[Stored entries]
- - -

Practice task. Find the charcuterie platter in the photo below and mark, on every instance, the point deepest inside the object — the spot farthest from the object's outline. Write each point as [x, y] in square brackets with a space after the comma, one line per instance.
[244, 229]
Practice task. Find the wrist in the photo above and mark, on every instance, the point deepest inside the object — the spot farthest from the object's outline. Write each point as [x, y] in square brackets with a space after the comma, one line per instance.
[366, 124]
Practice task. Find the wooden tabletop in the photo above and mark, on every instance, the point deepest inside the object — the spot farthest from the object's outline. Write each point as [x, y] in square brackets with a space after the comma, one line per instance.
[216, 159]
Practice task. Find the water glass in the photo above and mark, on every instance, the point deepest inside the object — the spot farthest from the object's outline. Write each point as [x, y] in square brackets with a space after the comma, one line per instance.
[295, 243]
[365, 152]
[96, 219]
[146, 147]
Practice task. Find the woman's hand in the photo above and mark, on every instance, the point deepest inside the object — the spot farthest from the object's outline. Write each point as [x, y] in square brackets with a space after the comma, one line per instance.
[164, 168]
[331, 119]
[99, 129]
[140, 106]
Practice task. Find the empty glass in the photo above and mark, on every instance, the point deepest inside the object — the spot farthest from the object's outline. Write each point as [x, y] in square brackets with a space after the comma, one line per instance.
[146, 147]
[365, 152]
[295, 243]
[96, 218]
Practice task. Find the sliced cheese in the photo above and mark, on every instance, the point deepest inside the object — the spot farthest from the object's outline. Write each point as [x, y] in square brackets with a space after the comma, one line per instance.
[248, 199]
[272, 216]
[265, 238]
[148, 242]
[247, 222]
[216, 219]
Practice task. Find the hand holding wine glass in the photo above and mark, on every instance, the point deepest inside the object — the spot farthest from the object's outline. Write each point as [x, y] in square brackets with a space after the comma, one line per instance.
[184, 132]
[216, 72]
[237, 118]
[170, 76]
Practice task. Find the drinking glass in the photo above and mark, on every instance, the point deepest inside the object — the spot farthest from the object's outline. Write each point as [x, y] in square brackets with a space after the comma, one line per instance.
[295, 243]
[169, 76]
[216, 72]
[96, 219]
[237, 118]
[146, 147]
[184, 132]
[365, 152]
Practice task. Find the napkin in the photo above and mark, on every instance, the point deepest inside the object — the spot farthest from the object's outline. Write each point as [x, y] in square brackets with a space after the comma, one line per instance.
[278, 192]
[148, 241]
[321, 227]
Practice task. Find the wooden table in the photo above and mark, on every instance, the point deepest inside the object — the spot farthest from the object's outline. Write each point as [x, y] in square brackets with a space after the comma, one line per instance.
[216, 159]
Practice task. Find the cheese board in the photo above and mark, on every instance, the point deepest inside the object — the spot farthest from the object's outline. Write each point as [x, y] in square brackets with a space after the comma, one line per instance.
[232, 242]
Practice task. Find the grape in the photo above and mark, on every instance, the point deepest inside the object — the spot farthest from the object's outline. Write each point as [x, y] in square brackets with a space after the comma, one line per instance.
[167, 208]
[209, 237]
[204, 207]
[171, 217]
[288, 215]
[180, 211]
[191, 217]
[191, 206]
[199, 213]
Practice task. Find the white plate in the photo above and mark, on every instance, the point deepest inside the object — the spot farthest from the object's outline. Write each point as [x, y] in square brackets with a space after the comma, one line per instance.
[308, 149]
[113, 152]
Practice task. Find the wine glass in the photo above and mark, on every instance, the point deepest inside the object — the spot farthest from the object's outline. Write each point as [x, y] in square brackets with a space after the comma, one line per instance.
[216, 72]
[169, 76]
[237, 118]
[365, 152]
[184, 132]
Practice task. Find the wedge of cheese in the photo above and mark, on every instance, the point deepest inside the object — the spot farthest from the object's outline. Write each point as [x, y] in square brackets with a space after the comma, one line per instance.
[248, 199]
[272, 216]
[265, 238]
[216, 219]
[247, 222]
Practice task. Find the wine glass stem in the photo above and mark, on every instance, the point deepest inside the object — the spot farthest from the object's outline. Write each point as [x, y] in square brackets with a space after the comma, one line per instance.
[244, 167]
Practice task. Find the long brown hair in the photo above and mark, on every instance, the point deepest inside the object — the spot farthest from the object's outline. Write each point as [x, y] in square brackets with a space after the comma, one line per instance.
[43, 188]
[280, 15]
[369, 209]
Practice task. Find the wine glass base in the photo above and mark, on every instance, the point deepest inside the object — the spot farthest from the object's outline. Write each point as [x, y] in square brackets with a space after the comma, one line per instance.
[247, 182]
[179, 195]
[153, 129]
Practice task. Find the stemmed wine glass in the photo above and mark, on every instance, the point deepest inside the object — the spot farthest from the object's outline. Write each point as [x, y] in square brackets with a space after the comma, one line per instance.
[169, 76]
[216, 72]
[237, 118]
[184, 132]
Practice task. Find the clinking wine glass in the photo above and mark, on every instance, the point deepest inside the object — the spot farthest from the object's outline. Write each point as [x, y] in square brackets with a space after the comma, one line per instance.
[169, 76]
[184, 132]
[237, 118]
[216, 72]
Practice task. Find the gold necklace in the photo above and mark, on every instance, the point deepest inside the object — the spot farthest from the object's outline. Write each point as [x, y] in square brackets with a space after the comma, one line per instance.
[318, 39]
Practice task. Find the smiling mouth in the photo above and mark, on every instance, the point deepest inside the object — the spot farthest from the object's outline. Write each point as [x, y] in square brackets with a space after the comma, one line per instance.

- - -

Assignment: Set down all of the data above again, exactly.

Expected answer:
Practice task. Find the charcuterie platter in the photo below and mark, on every instance, the point deepest inside the object — the spot farthest from the object's outline. Write each point as [x, y] in square brackets with a space after the comma, one line per instance.
[244, 229]
Practice task. Find the wrist in the photo above and mark, on every instance, the point deepest inside the object — the spot farthest from the object's outline. Write each point as [x, y] in square brackets with a space after the comma, one line per instance.
[366, 124]
Practice task. Find the wooden tabletop in the photo above and mark, on every instance, the point deepest inside the object — the spot farthest from the object's outline. Write each point as [x, y] in square brackets with a space after the comma, one line per instance.
[216, 159]
Practice task. Find the water glass in the photo above and mark, on every instance, the point deepest inside the object — the spot farthest from the object's outline. Write each point as [x, y] in square brackets with a space after the comma, one line per instance.
[295, 243]
[365, 152]
[96, 219]
[146, 147]
Practice task. Find the woman's hand in the photo above and mark, on every instance, the point deepest inside the object — the spot farthest from the object's outline. Write each point as [x, y] in square brackets with a space after the comma, one line per instance.
[164, 168]
[331, 119]
[99, 129]
[140, 106]
Practice task. Find the empty glass in the photo above and mark, on every instance, the point deepest inside the object — the spot farthest from the object's outline. Write each point as [x, y] in square brackets with a space after the comma, one line per instance.
[146, 147]
[365, 152]
[295, 243]
[96, 218]
Practice task. Find the sliced cheese in the photo above and mark, on every instance, the point deepest inside the object — the spot farthest from the object's outline. Write each point as [x, y] in square brackets with a space after the comma, one line per instance.
[248, 199]
[272, 216]
[265, 238]
[148, 242]
[247, 222]
[216, 219]
Practice task. Find the hand holding wine glass in the photo above and mark, on every instance, the point deepest inside the object — the spot farthest from the object's outline. Write each point as [x, y] in square brackets with a space after the comma, one line per instance.
[184, 132]
[216, 72]
[237, 118]
[170, 76]
Practice task. Find the drinking glass in the photo above and mark, on every instance, the point deepest inside the object — the spot farthest from the object's outline. Write each point as [x, y] in square brackets with a space after the comma, one line per instance.
[295, 243]
[169, 76]
[216, 72]
[96, 219]
[237, 118]
[146, 147]
[184, 132]
[365, 152]
Practice task. Find the napkin in the photo above and mark, on every instance, the point deepest inside the object — the spot farthest from the object's outline. Write each point as [x, y] in square brackets with a space after the comma, one line per instance.
[278, 192]
[148, 241]
[321, 227]
Practice task. Find the wooden table in the photo above and mark, on every instance, the point deepest inside the object — the spot farthest from the object's outline. Write each point as [x, y] in square brackets with a space after the comma, one line per instance.
[216, 159]
Practice task. Find the cheese board in the photo above and mark, on every instance, the point deepest inside the object — the spot farthest from the object's outline. Write each point as [x, y] in square brackets with a space after the comma, one line per instance.
[232, 242]
Practice task. Find the grape in the photo above and mark, on every instance, the point deepest inside the object — the spot farthest from the object's outline. Write each point as [x, y] in square brackets with a space after the comma, one line per instance.
[167, 208]
[209, 237]
[204, 207]
[171, 217]
[288, 215]
[180, 211]
[191, 217]
[191, 206]
[199, 213]
Practice task. Find the white plate in the photo above and mark, on every instance, the point deepest inside the object — the spot farthest from the object's outline. Write each point as [x, y] in square brackets with a space after the comma, one line per instance.
[308, 149]
[113, 152]
Practice task. Find the wine glass in the photo above and mark, on every instance, the point deepest inside the object — the spot farthest from the object's outline. Write each point as [x, y] in square brackets with a space after the comma, one line per instance.
[216, 72]
[169, 76]
[237, 118]
[365, 152]
[184, 132]
Practice task. Find the wedge of cheese in the photo above and mark, on every instance, the point deepest inside the object — the spot farthest from the object's outline. Write each point as [x, y] in square brackets with a space after the comma, one line per instance.
[248, 199]
[272, 216]
[265, 238]
[216, 219]
[247, 222]
Practice task. Find the wine glass stem in the photo above and mark, on every instance, the point deepest inside the object — the spot farthest from the object's outline. Write each point as [x, y] in square brackets with a space after the comma, one line per instance.
[244, 167]
Practice task. Find the long brown hair in the photo above and mark, on every instance, the point deepest inside the object — the spot farthest from the object's outline. Write each point as [x, y] in square brackets with a space after the comma, one line per instance.
[43, 188]
[280, 15]
[369, 209]
Practice task. Find the wine glass base in the photo above and mark, on every instance, the point deepest inside the object — the spot farthest from the object's outline. Write each point as [x, y] in square brackets with a space after the comma, one line per instance.
[247, 182]
[179, 195]
[153, 129]
Practice task. Find the stemmed wine glass in the photo above and mark, on every instance, the point deepest inside the object — the spot farthest from the object's outline. Write each point as [x, y] in square brackets with a space after the comma, one line per instance.
[169, 76]
[216, 72]
[237, 118]
[184, 132]
Practice task. Find the clinking wine glass in the photo above and mark, on every instance, the point deepest inside the object — the spot farthest from the object's outline. Write each point as [x, y] in square brackets with a space after the comma, one line per instance.
[169, 76]
[184, 132]
[237, 118]
[216, 72]
Practice task. Find the gold necklace in the photo above and mark, on every instance, the point deepest inside the object — the spot farthest from the object's outline. Write each point as [x, y] in square brackets with a space after the comma, one line per instance.
[318, 39]
Practice task. Find the smiling mouth in the photo above and mark, on every instance, the point deepest inside the object — the spot farthest from the object's outline. Write each point as [x, y] in square brackets with a space after the comma, one line per instance.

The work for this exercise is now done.